_ACTION ITEM_
Answer these questions from the page below about Google's email encryption project, one per line:
1. Whose Chief Security Officer has been contributing to the project?
2. What extension is named for readers who can't wait?
3. How many times did one commenter hit submit?

Google Moves End-To-End Email Encryption Project To GitHub
from the good-to-see dept
Back in June we wrote about Google’s “End-to-End” project to enable full (real) end-to-end encryption in email via a Chrome extension. For years now, we’ve been among those arguing that Google should actually offer end-to-end encryption by default (which would make the company unable to read your emails). This isn’t going that far, but making it much easier for individuals to truly encrypt their own emails (without any backdoors for the email provider) is definitely a big step forward. So it’s good to see that the company has now moved the project to GitHub, and that Yahoo’s Chief Security Officer, Alex Stamos, has been contributing to the project as well. Having two of the biggest webmail providers working together on an open source system for better encrypting emails end-to-end is a huge win for privacy and security. The project is still in its early days, and Google warns that it’s not yet ready to release the extension in the Chrome Web Store, but it’s great that things are moving forward. Of course, for those of you who can’t wait, there already some extensions like Mailvelope that are pretty easy to use (though, some worry are not quite as secure as other options).
Filed Under: email, encryption, end to end, open source
Companies: google, yahoo
Comments on “Google Moves End-To-End Email Encryption Project To GitHub”
There goes Google again – trying to prevent law enforcement from tracking down terrorists, pirates, and pedophiles.
Can’t everyone agree that we need to stop all of this data encryption crap for the sake of the children?
Re: Re:
But, if we let them, then the FBI/CIA/NSA will be able to get millions of more dollars and say they are trying to save the kids while evil big companies like google just want them dead.
Let them put up their firewalls and encryption, think of the money.. kids.
True end-to-end encryption would prevent some value added feature from working…like the ability for Google to scan for viruses or offer any sort of spam filtering.
Re: Response to: Baruch Moskovits on Dec 17th, 2014 @ 7:06pm
deja vu
Re: Re: Response to: Baruch Moskovits on Dec 17th, 2014 @ 7:06pm
My bad. I hit submit three times. Techdirt doesn’t provide a way to delete your own comments.
Re: Re: Re: Response to: Baruch Moskovits on Dec 17th, 2014 @ 7:06pm
Baruch Moskovits on Dec 17th, 2014 @ 7:06pm
‘My bad. I hit submit three times. Techdirt doesn’t provide a way to delete your own comments.’
Three strikes, you are now under close surveillance, SWAT on their way, you tried to flood Techdirt’s servers, I bet you are North Korean?
Re: Are you gods?
Scan then ‘encrypt’.
Keymaster and Gatekeper… how could that end poorly?
Sounds great, as long as none of GitHub’s interns go political and delete the project…
Lions and Tigers and Bears! Oh My!
Who will protect us without a Golden Key?
github instead of google code?
Re: Re:
Indeed. Apparently, Google wanted this to be available to the wider OSS community, so they made it available in a place that makes it available to more people than google code does.
Re: Re: Re:
The whole point of google code is to make code available to the wider OSS community.

_DATA SECTION_
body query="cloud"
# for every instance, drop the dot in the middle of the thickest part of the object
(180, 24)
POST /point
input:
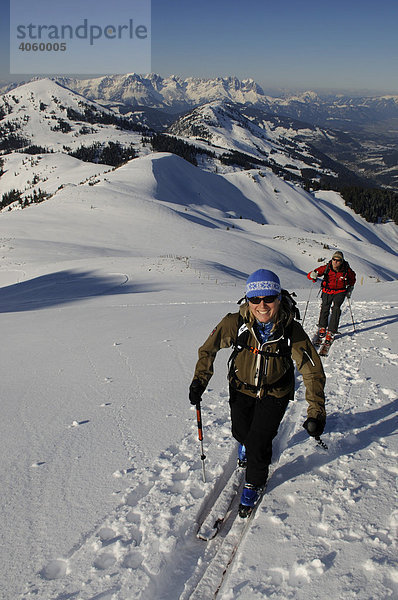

_ANSWER_
1. Yahoo's (Alex Stamos)
2. Mailvelope
3. Three times